§ DATA FOR PROCESSING:
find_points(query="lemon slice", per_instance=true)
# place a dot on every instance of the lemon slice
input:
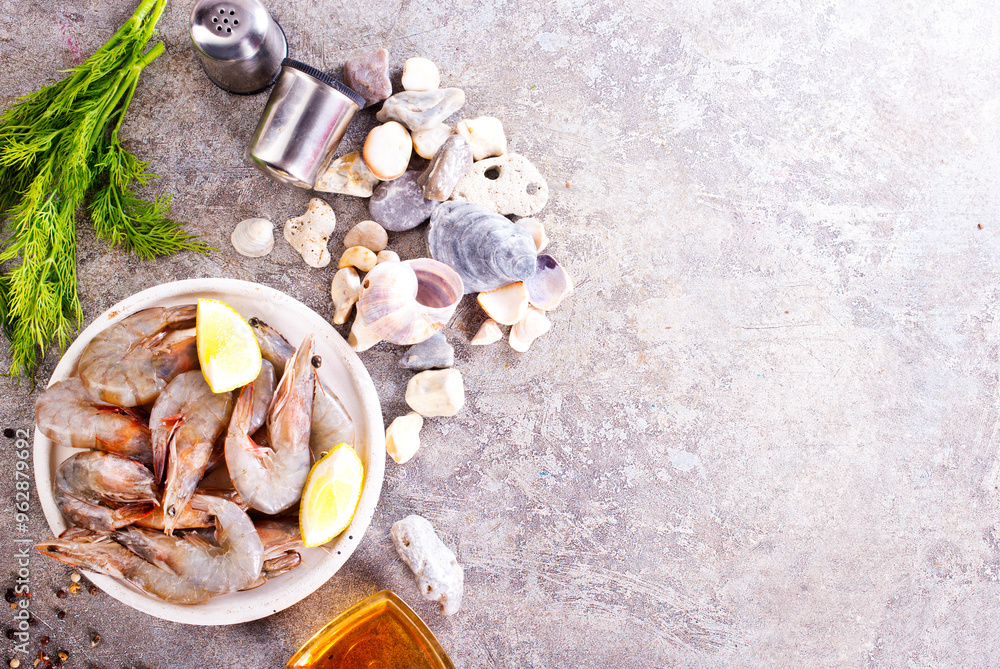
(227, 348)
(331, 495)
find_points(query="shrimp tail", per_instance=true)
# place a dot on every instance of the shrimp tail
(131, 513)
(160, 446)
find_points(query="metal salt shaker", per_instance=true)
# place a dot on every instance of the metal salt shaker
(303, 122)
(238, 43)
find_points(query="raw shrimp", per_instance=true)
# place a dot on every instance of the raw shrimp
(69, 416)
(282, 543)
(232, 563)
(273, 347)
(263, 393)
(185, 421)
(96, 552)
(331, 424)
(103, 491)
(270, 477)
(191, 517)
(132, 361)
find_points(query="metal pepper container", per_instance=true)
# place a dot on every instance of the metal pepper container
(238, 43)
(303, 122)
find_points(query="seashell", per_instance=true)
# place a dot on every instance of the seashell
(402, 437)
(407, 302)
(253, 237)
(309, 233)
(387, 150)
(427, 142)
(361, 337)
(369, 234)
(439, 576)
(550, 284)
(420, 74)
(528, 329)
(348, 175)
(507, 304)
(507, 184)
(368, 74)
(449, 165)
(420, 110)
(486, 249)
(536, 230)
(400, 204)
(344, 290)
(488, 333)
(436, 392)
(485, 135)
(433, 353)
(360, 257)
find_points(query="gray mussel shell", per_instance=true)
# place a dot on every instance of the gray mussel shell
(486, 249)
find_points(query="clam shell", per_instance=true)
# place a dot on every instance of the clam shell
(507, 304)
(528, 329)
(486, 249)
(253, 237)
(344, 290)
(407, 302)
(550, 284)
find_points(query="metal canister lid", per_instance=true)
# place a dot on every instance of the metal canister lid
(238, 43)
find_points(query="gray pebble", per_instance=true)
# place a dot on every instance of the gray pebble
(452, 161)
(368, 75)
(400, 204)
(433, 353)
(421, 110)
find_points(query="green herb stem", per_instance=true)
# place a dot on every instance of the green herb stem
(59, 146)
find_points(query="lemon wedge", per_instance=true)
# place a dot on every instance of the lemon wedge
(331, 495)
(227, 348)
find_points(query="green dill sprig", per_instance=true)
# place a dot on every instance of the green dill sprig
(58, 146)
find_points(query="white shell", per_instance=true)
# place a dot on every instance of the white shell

§ EXERCISE GOAL: Set down the complete material exactly, but do not include the images.

§ RIGHT ANSWER:
find_points(query="lemon slice", per_instance=true)
# place a dot on every instance of the lemon slice
input:
(227, 348)
(331, 495)
find_points(query="shrimp tail", per_instance=true)
# place a dot on every instance of the shrimp tail
(131, 513)
(160, 446)
find_points(query="metal salt shaker", per_instance=true)
# place a dot on every instance of the metal salt shaker
(303, 122)
(238, 43)
find_points(query="raw shrimp", per_instance=true)
# place a dot on every instance of the raw shrimp
(69, 416)
(282, 543)
(232, 563)
(273, 347)
(263, 393)
(185, 421)
(96, 552)
(331, 424)
(103, 491)
(270, 477)
(191, 517)
(132, 361)
find_points(query="metal pepper container", per_instance=true)
# place a dot on every instance of the metal pepper container
(238, 43)
(303, 122)
find_points(query="seashell", per_instance=true)
# place a dot on every instance of the seashell
(402, 437)
(407, 302)
(253, 237)
(309, 233)
(387, 150)
(427, 142)
(361, 337)
(369, 234)
(439, 576)
(550, 284)
(420, 74)
(528, 329)
(348, 175)
(507, 304)
(507, 184)
(368, 74)
(449, 165)
(420, 110)
(486, 249)
(536, 230)
(400, 204)
(344, 290)
(488, 333)
(436, 392)
(485, 135)
(433, 353)
(360, 257)
find_points(query="gray mussel shell", per_instance=true)
# place a dot on every instance of the gray mussel shell
(486, 249)
find_points(query="clam shell", per_instance=true)
# place a dot on every instance of the clam shell
(507, 304)
(528, 329)
(486, 249)
(253, 237)
(344, 290)
(407, 302)
(550, 284)
find_points(query="metal canister lid", per_instance=true)
# place a dot on every instance of the metal canister lid
(238, 43)
find_points(query="gray pebble", per_instance=true)
# place a dot on every instance of the gray pebble
(452, 161)
(368, 75)
(400, 204)
(433, 353)
(421, 110)
find_points(query="green herb stem", per_instance=true)
# place a dot on every instance of the green herb stem
(59, 146)
find_points(query="lemon wedge", per_instance=true)
# place a dot on every instance of the lemon wedge
(331, 495)
(227, 348)
find_points(query="green dill sprig", per_instance=true)
# place a dot on every instance of the green dill sprig
(58, 146)
find_points(query="white shell", per_instance=true)
# place a dot on every instance of the white shell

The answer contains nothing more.